Ejercicio. Convierte en una tabla Markdown las líneas del listado que empiezan en la que contiene "Mark one point per instance of the woman's hand." y terminan al final del listado, ambos extremos incluidos y sin las líneas en blanco. Usa la columna "N.º" para el número de fila y la columna "Línea" para el texto de cada línea.

[Extractos del conjunto de datos de señalamiento]

══════

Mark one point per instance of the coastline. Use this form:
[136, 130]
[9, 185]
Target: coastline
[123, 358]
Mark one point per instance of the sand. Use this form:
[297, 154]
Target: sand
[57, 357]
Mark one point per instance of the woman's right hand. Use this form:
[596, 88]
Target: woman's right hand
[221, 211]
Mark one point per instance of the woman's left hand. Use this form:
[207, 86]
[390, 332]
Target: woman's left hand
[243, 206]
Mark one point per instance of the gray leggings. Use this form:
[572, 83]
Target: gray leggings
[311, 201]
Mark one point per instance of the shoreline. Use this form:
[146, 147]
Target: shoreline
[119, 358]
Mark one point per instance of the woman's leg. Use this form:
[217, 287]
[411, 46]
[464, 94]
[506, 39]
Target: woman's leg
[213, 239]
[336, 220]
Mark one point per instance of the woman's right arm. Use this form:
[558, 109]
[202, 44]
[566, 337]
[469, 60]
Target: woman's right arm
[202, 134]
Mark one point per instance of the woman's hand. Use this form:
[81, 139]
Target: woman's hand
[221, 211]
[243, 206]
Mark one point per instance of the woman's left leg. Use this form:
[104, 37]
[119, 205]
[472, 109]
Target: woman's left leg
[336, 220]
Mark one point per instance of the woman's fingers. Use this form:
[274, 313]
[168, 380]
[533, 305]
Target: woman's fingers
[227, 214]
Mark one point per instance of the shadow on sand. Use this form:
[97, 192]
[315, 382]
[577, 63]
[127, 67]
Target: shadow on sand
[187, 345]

══════

Respuesta.
| N.º | Línea |
|---|---|
| 1 | Mark one point per instance of the woman's hand. Use this form: |
| 2 | [81, 139] |
| 3 | Target: woman's hand |
| 4 | [221, 211] |
| 5 | [243, 206] |
| 6 | Mark one point per instance of the woman's left leg. Use this form: |
| 7 | [104, 37] |
| 8 | [119, 205] |
| 9 | [472, 109] |
| 10 | Target: woman's left leg |
| 11 | [336, 220] |
| 12 | Mark one point per instance of the woman's fingers. Use this form: |
| 13 | [274, 313] |
| 14 | [168, 380] |
| 15 | [533, 305] |
| 16 | Target: woman's fingers |
| 17 | [227, 214] |
| 18 | Mark one point per instance of the shadow on sand. Use this form: |
| 19 | [97, 192] |
| 20 | [315, 382] |
| 21 | [577, 63] |
| 22 | [127, 67] |
| 23 | Target: shadow on sand |
| 24 | [187, 345] |